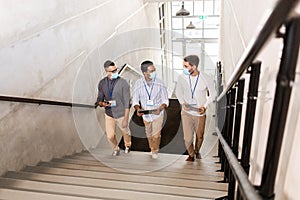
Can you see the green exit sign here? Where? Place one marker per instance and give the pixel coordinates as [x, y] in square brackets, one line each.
[202, 17]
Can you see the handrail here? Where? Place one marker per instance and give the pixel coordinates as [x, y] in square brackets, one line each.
[43, 101]
[240, 175]
[275, 20]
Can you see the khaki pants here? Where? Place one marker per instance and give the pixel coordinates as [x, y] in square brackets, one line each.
[193, 124]
[153, 133]
[110, 127]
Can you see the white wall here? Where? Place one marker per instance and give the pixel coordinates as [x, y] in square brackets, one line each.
[47, 51]
[241, 21]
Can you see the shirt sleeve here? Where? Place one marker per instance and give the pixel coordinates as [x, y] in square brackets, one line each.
[136, 94]
[211, 90]
[164, 95]
[179, 90]
[100, 92]
[126, 94]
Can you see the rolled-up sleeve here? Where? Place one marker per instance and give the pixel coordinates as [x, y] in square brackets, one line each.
[136, 94]
[211, 90]
[164, 95]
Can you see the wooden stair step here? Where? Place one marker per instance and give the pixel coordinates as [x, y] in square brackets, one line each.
[84, 191]
[132, 178]
[217, 176]
[115, 184]
[13, 194]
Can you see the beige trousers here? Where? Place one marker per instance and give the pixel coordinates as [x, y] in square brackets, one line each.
[193, 124]
[110, 127]
[153, 133]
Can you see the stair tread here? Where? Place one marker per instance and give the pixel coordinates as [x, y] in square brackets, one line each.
[13, 194]
[204, 176]
[85, 191]
[134, 178]
[115, 184]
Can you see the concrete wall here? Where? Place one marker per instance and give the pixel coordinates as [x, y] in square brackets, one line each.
[47, 51]
[240, 22]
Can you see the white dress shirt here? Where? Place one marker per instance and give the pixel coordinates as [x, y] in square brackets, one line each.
[156, 92]
[193, 90]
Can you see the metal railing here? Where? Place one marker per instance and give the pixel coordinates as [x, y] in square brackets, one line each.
[230, 106]
[43, 101]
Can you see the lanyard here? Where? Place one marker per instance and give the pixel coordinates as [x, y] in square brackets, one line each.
[110, 89]
[149, 94]
[193, 90]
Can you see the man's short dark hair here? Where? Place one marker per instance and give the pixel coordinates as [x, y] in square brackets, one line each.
[192, 59]
[108, 63]
[145, 64]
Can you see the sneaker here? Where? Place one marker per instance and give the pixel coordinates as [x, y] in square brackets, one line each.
[190, 159]
[154, 156]
[116, 152]
[127, 150]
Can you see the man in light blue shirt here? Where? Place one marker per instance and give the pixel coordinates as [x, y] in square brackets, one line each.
[150, 98]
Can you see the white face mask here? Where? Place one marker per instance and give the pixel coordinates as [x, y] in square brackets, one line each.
[186, 71]
[153, 75]
[115, 75]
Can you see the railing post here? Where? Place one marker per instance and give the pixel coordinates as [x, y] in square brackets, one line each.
[285, 77]
[254, 71]
[225, 135]
[238, 116]
[231, 180]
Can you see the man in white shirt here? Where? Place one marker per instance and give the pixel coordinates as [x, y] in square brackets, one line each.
[191, 91]
[150, 98]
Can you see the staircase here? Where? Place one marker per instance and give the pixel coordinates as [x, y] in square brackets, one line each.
[98, 175]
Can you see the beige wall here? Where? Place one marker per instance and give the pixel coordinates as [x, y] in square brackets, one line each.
[47, 51]
[241, 20]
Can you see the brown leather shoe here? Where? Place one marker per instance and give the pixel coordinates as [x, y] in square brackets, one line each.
[198, 156]
[190, 159]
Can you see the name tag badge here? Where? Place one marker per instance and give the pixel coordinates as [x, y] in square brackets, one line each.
[150, 103]
[193, 102]
[113, 103]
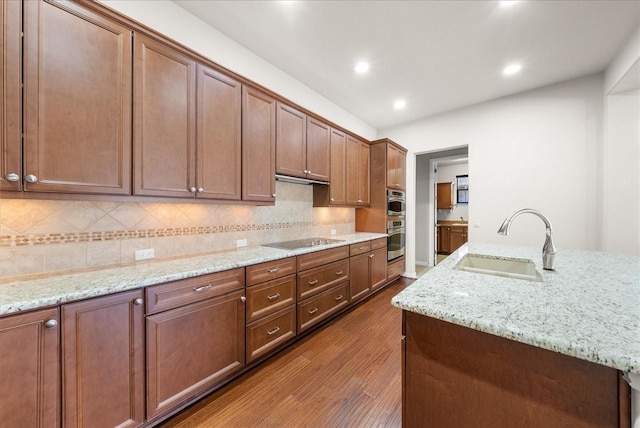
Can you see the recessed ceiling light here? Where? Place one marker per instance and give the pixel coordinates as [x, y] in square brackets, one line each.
[361, 67]
[399, 104]
[512, 69]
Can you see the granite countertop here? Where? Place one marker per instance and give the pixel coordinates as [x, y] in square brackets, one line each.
[53, 289]
[588, 308]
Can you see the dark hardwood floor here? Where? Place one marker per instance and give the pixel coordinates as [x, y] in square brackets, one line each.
[346, 374]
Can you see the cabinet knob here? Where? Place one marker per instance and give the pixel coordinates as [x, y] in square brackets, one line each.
[51, 323]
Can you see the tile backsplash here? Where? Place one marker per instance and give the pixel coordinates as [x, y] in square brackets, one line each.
[38, 236]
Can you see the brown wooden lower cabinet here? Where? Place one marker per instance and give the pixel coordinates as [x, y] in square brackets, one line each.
[30, 370]
[455, 376]
[192, 348]
[103, 361]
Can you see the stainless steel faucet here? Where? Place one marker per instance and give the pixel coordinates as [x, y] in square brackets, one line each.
[548, 250]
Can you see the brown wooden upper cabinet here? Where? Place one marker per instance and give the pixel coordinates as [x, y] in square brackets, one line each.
[258, 145]
[357, 182]
[302, 145]
[11, 107]
[164, 118]
[396, 167]
[77, 100]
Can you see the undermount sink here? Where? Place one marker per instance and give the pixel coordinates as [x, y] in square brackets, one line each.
[499, 266]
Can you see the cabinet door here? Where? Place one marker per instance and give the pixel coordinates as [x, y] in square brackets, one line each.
[164, 118]
[103, 361]
[359, 285]
[291, 142]
[352, 164]
[11, 106]
[363, 174]
[337, 188]
[218, 136]
[77, 100]
[192, 348]
[29, 369]
[318, 150]
[258, 146]
[378, 267]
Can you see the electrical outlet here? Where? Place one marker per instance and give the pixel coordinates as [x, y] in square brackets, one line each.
[149, 253]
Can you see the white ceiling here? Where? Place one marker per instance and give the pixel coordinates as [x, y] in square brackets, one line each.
[438, 55]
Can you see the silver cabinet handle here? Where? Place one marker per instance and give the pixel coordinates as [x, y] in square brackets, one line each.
[51, 323]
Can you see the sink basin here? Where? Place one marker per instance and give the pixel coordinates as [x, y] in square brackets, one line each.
[499, 266]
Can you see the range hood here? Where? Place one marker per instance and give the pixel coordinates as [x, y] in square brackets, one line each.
[298, 180]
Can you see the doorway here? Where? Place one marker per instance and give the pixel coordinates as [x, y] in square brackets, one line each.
[426, 211]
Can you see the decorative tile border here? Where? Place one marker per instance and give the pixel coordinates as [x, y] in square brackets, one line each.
[62, 238]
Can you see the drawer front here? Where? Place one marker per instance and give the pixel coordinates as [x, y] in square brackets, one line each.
[320, 307]
[270, 270]
[395, 269]
[313, 281]
[319, 258]
[270, 297]
[177, 293]
[359, 248]
[378, 243]
[270, 332]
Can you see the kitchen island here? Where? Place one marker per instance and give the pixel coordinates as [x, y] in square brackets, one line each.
[484, 350]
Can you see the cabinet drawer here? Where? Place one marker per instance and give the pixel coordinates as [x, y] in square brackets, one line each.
[395, 269]
[270, 332]
[359, 248]
[315, 280]
[178, 293]
[319, 258]
[267, 298]
[270, 270]
[378, 243]
[320, 307]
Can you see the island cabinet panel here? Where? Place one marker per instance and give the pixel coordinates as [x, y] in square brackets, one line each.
[30, 369]
[459, 377]
[258, 145]
[218, 135]
[77, 100]
[193, 348]
[164, 118]
[11, 107]
[103, 361]
[318, 150]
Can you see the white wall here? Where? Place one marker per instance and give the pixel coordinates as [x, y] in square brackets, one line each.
[537, 149]
[169, 19]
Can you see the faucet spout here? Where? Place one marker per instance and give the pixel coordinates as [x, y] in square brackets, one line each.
[548, 249]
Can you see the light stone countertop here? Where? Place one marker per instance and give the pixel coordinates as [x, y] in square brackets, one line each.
[588, 308]
[54, 289]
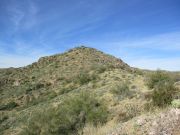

* * *

» WHAT TO DO:
Your answer should copy the listing word for word, with no pictures in it.

» PROBLEM SOLUTION:
Can you see the green exit sign here? Where? Place one marker per instance and give the pixel coordinates as [x, y] in square brackets, one line each.
[202, 17]
Can you see the handrail here? Where? Place one marker per instance and give the pixel coordinates as [x, y] in square brackets, one line each.
[43, 101]
[240, 175]
[275, 20]
Can you see the khaki pants here? Where? Place one marker per instance and give the pixel coordinates as [x, y] in square brackets, one line each.
[193, 124]
[153, 133]
[110, 127]
Can you see the white wall here? Where? Place one marker per instance and give the pixel coordinates as [x, y] in square brackets, one line each.
[47, 51]
[241, 21]
Can you see the shirt sleeve here? Where? Place one marker per instance and give the pixel coordinates as [x, y] in square brackets, one line each.
[136, 94]
[211, 90]
[164, 95]
[179, 90]
[100, 92]
[126, 94]
Can you see the rolled-up sleeve here? Where? Place one marker per instance and give the pixel coordinates as [x, y] in square brackets, one line each.
[136, 94]
[211, 90]
[164, 95]
Can you see the wooden stair step here? Where? Place one marker per instance and give the pixel coordinates as [x, y] in square brackets, one line each.
[84, 191]
[132, 178]
[217, 176]
[115, 184]
[13, 194]
Can you see the beige trousers here? Where? Place one marker per instance and give the pixel coordinates as [x, y] in square brackets, one line each.
[193, 124]
[110, 127]
[153, 133]
Can you see the stair tread here? Where? Place one marker per instance and give the pixel coordinates as [x, y] in square brackets, one line each.
[13, 194]
[204, 176]
[85, 191]
[134, 178]
[115, 184]
Can you see the concrete wall here? Where? Place one marker per instance and give the pixel coordinates as [x, y] in square brackets, one line each.
[47, 51]
[240, 22]
Can you see the white dress shirt here? Where? Place one marker per instance and give the pixel coordinates as [x, y] in square brackets, one line each.
[156, 92]
[193, 90]
Can you see the metal railing here? Where? Place one marker per instance and give the pixel coordinates as [x, y] in square brackets, one line each.
[230, 106]
[43, 101]
Can you see the lanyard here? Where? Place one marker per instance and give the pixel coordinates as [x, y] in square brackets, one line each.
[110, 89]
[149, 94]
[193, 90]
Can you see the man's short dark hair here? Where? Place one marker per instance and give the pixel coordinates as [x, y] in square brackets, one line each.
[192, 59]
[108, 63]
[145, 64]
Can you see the sneaker here? Where? Place one marker per instance and give the pixel coordinates as [x, y] in square brackets, one line each.
[190, 159]
[154, 156]
[116, 152]
[127, 150]
Can you see the man in light blue shirt here? Where? Place one marker per instance and give the pixel coordinates as [x, y] in square brackets, one line each.
[150, 98]
Can you see the white face mask here? Where? Place one marker per instance and give the pixel coordinates as [x, y] in square brackets, one line each.
[186, 71]
[153, 75]
[115, 75]
Can you see the railing post here? Where? Place one marker per instance and give the pixel coordinates as [x, y] in square brackets, one line each.
[285, 77]
[254, 71]
[225, 135]
[238, 116]
[231, 180]
Can you see the man in white shirt here? Where? Place one marker per instance and give the pixel coordinates as [x, y] in square brackets, one line each.
[191, 91]
[150, 98]
Can you see the staircase here? Where? Place one marker per instance and give the pixel coordinates as [x, y] in square brackets, one line each.
[98, 175]
Can you see the beige wall here? Where? Place one marker per instance and give the pixel coordinates as [x, y] in square brackets, one line each.
[47, 51]
[241, 20]
Can you see the brown leather shoe here? Where? Place one marker per instance and give the pixel coordinates as [x, y] in square brackets, one line each.
[198, 156]
[190, 159]
Can you see the name tag badge here? Where? Place one marker per instance and give the pixel coordinates as [x, y] in square brackets, one line each.
[150, 103]
[193, 102]
[113, 103]
Can you see the recessed ceiling light here? Where? Place one marker per instance and give the pixel coordinates as [x, y] in square brackets, one line each.
[361, 67]
[399, 104]
[512, 69]
Can you see the granite countertop here? Where? Place one marker per instance and give the pixel coordinates as [x, y] in square brackets, one line each.
[53, 289]
[588, 308]
Can you see the dark hardwood floor here? Where? Place one marker per instance and give the pixel coordinates as [x, y] in square brackets, one line each.
[346, 374]
Can you see the cabinet knob here? Where? Place one marker per instance and give the pixel coordinates as [x, y] in square brackets, one line each.
[51, 323]
Can you see the tile backsplash here? Where? Place one marker per instance and give the pixel coordinates as [x, y] in square brackets, one line each.
[38, 236]
Can you see the brown wooden lower cabinet here? Where? Place one marker per instance and give the pixel coordinates as [x, y] in square brackets, one line each.
[30, 370]
[455, 376]
[192, 348]
[103, 361]
Can you see the stainless steel faucet here? Where? Place one marker per instance and give the pixel coordinates as [x, y] in square brackets, one line each.
[548, 250]
Can you see the brown wooden upper cabinet here? Where? Place one marker per instance and give the pixel coordinates as [x, y] in square brackets, one line each.
[258, 145]
[357, 182]
[302, 145]
[11, 107]
[164, 118]
[396, 167]
[77, 100]
Can you see the undermount sink here? Where? Place one marker per instance and give the pixel coordinates as [x, y] in square brackets, one line each.
[499, 266]
Can you see the cabinet door here? Where? Place one marker per instance and give the pixel coordinates as [x, y] in square brackets, one line each.
[164, 118]
[103, 361]
[359, 285]
[291, 142]
[352, 164]
[11, 106]
[363, 174]
[337, 188]
[218, 136]
[77, 100]
[192, 348]
[29, 369]
[318, 150]
[258, 146]
[378, 267]
Can you see the electrical outlet here? Where? Place one marker per instance and give the pixel coordinates as [x, y] in square brackets, one line each.
[149, 253]
Can you see the white ceiling here? Where? Place one marker per instance and give the pixel coordinates as [x, y] in square brackets, one line each.
[438, 55]
Can you see the silver cabinet handle here? Where? Place one marker per instance and give the pixel coordinates as [x, y] in square brackets, one line each.
[51, 323]
Can you see the sink basin here? Where? Place one marker per instance and give the pixel coordinates as [x, y] in square brackets, one line each.
[499, 266]
Can you see the range hood here? Where? Place one marker per instance and give the pixel coordinates as [x, y] in square brackets, one line each.
[298, 180]
Can you see the doorway here? Where? Place one marker per instance and give the pixel coordinates as [x, y] in square brackets, one line each.
[426, 211]
Can you see the decorative tile border here? Where? Place one marker per instance and give the pixel coordinates as [x, y] in square brackets, one line each.
[62, 238]
Can you see the drawer front here? Where? Place one marker per instance and give the pixel coordinates as [x, y] in square brackets, one line each.
[320, 307]
[270, 270]
[395, 269]
[313, 281]
[319, 258]
[270, 297]
[177, 293]
[359, 248]
[378, 243]
[270, 332]
Can you see the kitchen island here? Where? Place one marker per instance and give the pixel coordinates as [x, y] in square brackets, one line each.
[484, 350]
Can you see the cabinet drawer here? Where? Place one marker per instance and give the pixel coordinates as [x, y] in square brackets, one line each.
[395, 269]
[270, 332]
[359, 248]
[315, 280]
[178, 293]
[319, 258]
[267, 298]
[270, 270]
[378, 243]
[320, 307]
Can you see the island cabinet panel here? Where? Place one marker per instance and give the pixel coordinates as [x, y] in square brackets, one line each.
[30, 369]
[459, 377]
[258, 145]
[218, 135]
[77, 100]
[193, 348]
[164, 118]
[11, 107]
[103, 361]
[318, 150]
Can you see the white wall here? Where? Place one marker per instance and give the pixel coordinates as [x, y] in square brackets, one line each.
[537, 149]
[169, 19]
Can you see the faucet spout here? Where? Place one marker per instance and give the pixel coordinates as [x, y] in square brackets, one line each.
[548, 249]
Can you see the light stone countertop here? Where? Place one marker per instance and give the pixel coordinates as [x, y] in square brackets, one line each.
[588, 308]
[54, 289]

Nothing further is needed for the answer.